Transcribe the entries exactly; images are not part of the copy.
--- Begin Provided records ---
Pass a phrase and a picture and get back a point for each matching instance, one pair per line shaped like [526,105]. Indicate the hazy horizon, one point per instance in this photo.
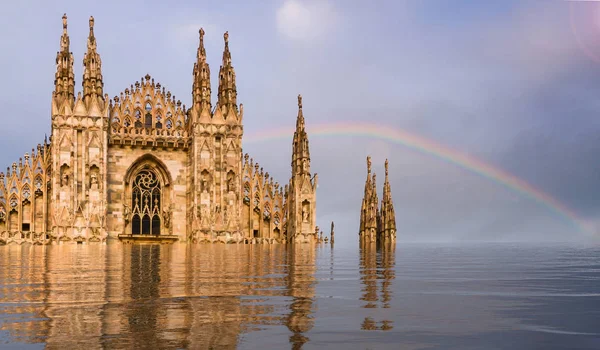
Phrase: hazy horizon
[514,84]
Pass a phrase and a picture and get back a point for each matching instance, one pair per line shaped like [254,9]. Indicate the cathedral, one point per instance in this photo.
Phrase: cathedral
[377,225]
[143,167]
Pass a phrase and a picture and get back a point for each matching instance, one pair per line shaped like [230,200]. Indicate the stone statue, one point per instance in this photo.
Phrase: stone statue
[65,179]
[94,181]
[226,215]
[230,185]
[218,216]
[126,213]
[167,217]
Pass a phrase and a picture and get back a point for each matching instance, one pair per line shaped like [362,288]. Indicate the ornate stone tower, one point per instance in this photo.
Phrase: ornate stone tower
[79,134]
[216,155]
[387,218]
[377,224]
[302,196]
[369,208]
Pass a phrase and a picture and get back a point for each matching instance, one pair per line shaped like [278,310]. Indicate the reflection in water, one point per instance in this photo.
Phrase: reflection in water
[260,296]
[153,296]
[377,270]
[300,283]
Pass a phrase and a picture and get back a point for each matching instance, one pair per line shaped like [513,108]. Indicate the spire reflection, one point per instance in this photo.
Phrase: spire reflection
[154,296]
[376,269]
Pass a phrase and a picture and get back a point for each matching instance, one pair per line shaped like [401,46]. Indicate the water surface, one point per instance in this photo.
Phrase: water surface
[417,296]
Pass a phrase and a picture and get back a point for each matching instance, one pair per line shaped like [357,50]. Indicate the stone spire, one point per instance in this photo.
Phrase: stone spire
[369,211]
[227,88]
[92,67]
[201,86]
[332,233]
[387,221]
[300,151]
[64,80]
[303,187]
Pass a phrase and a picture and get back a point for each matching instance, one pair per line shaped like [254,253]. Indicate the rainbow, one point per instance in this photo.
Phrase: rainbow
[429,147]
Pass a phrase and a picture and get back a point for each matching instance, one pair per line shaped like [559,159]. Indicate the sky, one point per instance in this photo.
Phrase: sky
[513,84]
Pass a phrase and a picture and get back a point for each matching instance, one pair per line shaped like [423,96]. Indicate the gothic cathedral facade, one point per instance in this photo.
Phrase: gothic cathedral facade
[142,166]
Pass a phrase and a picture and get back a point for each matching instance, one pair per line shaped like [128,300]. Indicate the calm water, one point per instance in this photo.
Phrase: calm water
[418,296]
--- End Provided records ---
§ **Task output**
Pass a phrase and a picture and get back a point for each matching instance, one pair per line shaped like [526,105]. Indicate the hazy horizon, one point per instance in this photo.
Phrase: hazy horizon
[514,84]
Pass a phrase and a picture and get back a point for each matching instance, one pair per line shaped like [254,9]. Indicate the cathedral, one point per instance in this photo.
Phrase: cathedral
[377,225]
[143,167]
Pass a phrase and a picture and get back a point for each matching instance, one pair per line shaped like [230,200]. Indicate the stone statue, one point per instance in this photo.
Phrase: stone statue
[65,179]
[94,181]
[226,215]
[230,185]
[218,216]
[126,213]
[167,217]
Pass a phrase and a picture and get back a point for each matching instance, one pair per line shaped like [362,288]. Indicate the ornate stone tower, one point per instance in this photo.
Phrase: ornate stone tower
[79,134]
[216,155]
[387,218]
[377,224]
[302,196]
[369,208]
Pass a phrase and a picture and get back a point for each matching instance, one pair per line shaped like [278,310]. Indicate the reflection in water, one point per instance in this photo.
Phrase: reflection in water
[260,296]
[153,296]
[377,270]
[300,283]
Pass a phrase and a picture and get back a point for each matching instance, one pair per line shaped like [513,108]. Indicate the spire reflection, one point per instance in this photo.
Phrase: spire reflection
[154,296]
[376,269]
Pass a phrase and a picture and get back a point for each matching instance, one pair per line shaped like [401,46]. Indicate the water surface, one point per instance in this photo.
Phrase: water surface
[417,296]
Pass a phrase and a picture and get back a point for each matching instance, one pair per line shaped like [357,50]. Indicate the stone spire, one point per instance in this photo.
Phrase: stone spire
[369,211]
[227,88]
[92,67]
[201,86]
[332,233]
[387,221]
[300,151]
[64,80]
[303,187]
Pass a phrase and a picture and get back a point for each matching instance, one pair per line shaped like [254,253]. Indicate the rainbow, one point per instance in this photo.
Phrase: rainbow
[429,147]
Pass a phrase and a picture and get back a point for each matching instance, one pair per line shaped like [559,159]. Indicate the sky, one point per instance in this photo.
Phrase: sky
[513,84]
Pass a phrase and a picture and get back a point for each matching instance, one pair per line shaped like [423,96]. Indicate the gothic cathedral facade, one point per instance in this photo.
Phrase: gothic cathedral facade
[142,166]
Pass a phrase and a picture and get back a point for each matching instance, one pair per line shaped like [128,300]. Indicate the calm water, one point per instance in this photo.
Phrase: calm water
[418,296]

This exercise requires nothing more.